▸ Extrait du document
#####

Tellux veut dépolluer les friches industrielles grâce à la spectro-imagerie

NORMANDIE. Greentech rouennaise, Tellux a mis au point un laboratoire mobile équipé d’une caméra hyperspectrale grâce auquel il est possible d’analyser, instantanément, les polluants contenus dans un sol. A la clef, une dépollution plus sélective, plus fiable et moins onéreuse.
Trois carottes de terre passent sous le rayon de la caméra hyperspectrale de Tellux.
Trois carottes de terre passent sous le rayon de la caméra hyperspectrale de Tellux. (Crédits : dr)

Et si la spectro-imagerie mise au point par la NASA pour la télédétection spatiale volait au secours de la dépollution des friches ? C'est le pari que relève la startup rouennaise Tellux. Créée en 2019 par un quarteron de chercheurs (géologue, physicien, chimiste, spécialistes de l'IA), cette greentech rouennaise soutenue par l'Ademe (Agence de l'environnement et de la maîtrise de l'énergie) a développé un procédé qui pourrait bien révolutionner la réhabilitation d'anciens sites industriels et, au passage, contribuer au Zéro artificialisation. Sa botte secrète ? Une solution de machine learning alimentée par des bases de données géologiques et chimiques et couplée à un laboratoire mobile équipé d'une caméra hyperspectrale. Le tout capable de cartographier en 3D et en temps réel la nature et la quantité de polluants organiques (PCB, HCB, dioxines, sulfates...) que renferme un sol avec une précision difficilement égalable.

#####

(Données tirées d'une collection)
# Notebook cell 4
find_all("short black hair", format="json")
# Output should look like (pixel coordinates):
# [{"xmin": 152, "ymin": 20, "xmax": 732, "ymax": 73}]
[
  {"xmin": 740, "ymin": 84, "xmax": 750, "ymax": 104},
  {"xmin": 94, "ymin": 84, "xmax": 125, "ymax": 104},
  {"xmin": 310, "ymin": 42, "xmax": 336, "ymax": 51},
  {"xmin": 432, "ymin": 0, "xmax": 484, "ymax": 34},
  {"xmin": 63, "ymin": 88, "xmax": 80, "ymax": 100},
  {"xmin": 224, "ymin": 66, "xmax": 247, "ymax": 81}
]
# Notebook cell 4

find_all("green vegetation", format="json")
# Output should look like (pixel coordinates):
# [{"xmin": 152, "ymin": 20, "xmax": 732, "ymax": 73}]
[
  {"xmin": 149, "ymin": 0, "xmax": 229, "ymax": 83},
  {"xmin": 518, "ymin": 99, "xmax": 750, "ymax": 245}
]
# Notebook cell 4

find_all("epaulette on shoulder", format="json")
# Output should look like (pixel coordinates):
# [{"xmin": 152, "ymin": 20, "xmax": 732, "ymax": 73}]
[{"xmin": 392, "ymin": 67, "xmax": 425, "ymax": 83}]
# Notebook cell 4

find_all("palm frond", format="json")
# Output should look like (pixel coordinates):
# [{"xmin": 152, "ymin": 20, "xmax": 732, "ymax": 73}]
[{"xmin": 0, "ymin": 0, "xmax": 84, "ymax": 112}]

#####

▸ À produire
Reproduisez mot pour mot le passage de l'article sur Tellux qui commence par "Tellux veut dépolluer" et se termine par "(Crédits : dr)".

▸ Réponse attendue
Tellux veut dépolluer les friches industrielles grâce à la spectro-imagerie

NORMANDIE. Greentech rouennaise, Tellux a mis au point un laboratoire mobile équipé d’une caméra hyperspectrale grâce auquel il est possible d’analyser, instantanément, les polluants contenus dans un sol. A la clef, une dépollution plus sélective, plus fiable et moins onéreuse.
Trois carottes de terre passent sous le rayon de la caméra hyperspectrale de Tellux.
Trois carottes de terre passent sous le rayon de la caméra hyperspectrale de Tellux. (Crédits : dr)